__Requirements__. In the blog entries below, rewrite the passage that starts with "SPARC hosted 55" and ends with "community for development.", changing "architecture students" to "engineering students".

Friday, 25 October 2013

Asian Coalition for Housing Rights brings 10 Asian country groups to Mumbai for an exchange

40 people from 10 countries i.e. Sri Lanka, Nepal, Philippines, Laos, Cambodia, Viet Nam, Myanmar, Japan, Thailand, Bangladesh attended an exchange program in Mumbai from 24th September to 29th September which was organized by the Asian Coalition for Housing Rights (ACHR).  The focus was to understand the strategy of NSDF and Mahila Milan to design and execute solutions for the communities by the community while working with government as well.  Each team comprised of 2-4 people with at least one person who could translate from English to the national language.

ACHR has been running the ACCA program for several years and every year there are meetings to visit a new learning site, review ongoing projects and also look at new proposals for the next round of projects financed by ACCA.  For this event, two and a half days were planned with the alliance and one day for project reporting and review of new proposals.
Slum/Shack Dwellers International and ACHR jointly funded this event. 

The schedule:
Afternoon of 25th: at Byculla center Orientation about the alliance and its work with pavement dwellers
Day of the 26th: field visits to housing projects, relocation projects, and sanitation projects were organized. NSDF and Mahila Milan took them to various sites in Mumbai; the initial plan to have them visit Pune was cancelled due to the shortage of time. Instead Pune Mahila Milan was invited to Mumbai to present their work.
Day of the 27: The whole day was spent at Byculla where the whole group spent the morning with questions about what they had seen and later presenting what they were doing. Pune Mahila Milan presented their work at the end of the session.

Day of 28th: A whole day review was taken up at the hotel hall about ACCA projects.

Thursday, 24 October 2013

Seminar with UMEA University of Sweden at SPARC

SPARC hosted 55 architecture students from the UMEA University of Sweden in which the director of SPARC, Ms. Sheela Patel and SPARC staff member, Ms. Keya gave a presentation on SPARC’s slum redevelopment endeavors and working closely with the community for development.

__Dataset extract__.
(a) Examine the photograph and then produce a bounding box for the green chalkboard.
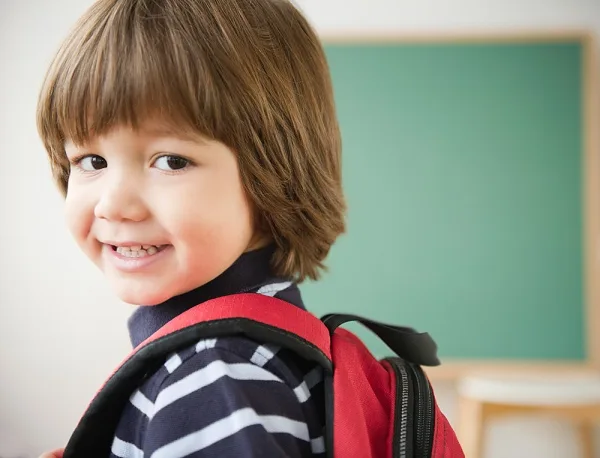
[302,40,585,360]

__Answer in full__.
SPARC hosted 55 engineering students from the UMEA University of Sweden in which the director of SPARC, Ms. Sheela Patel and SPARC staff member, Ms. Keya gave a presentation on SPARC’s slum redevelopment endeavors and working closely with the community for development.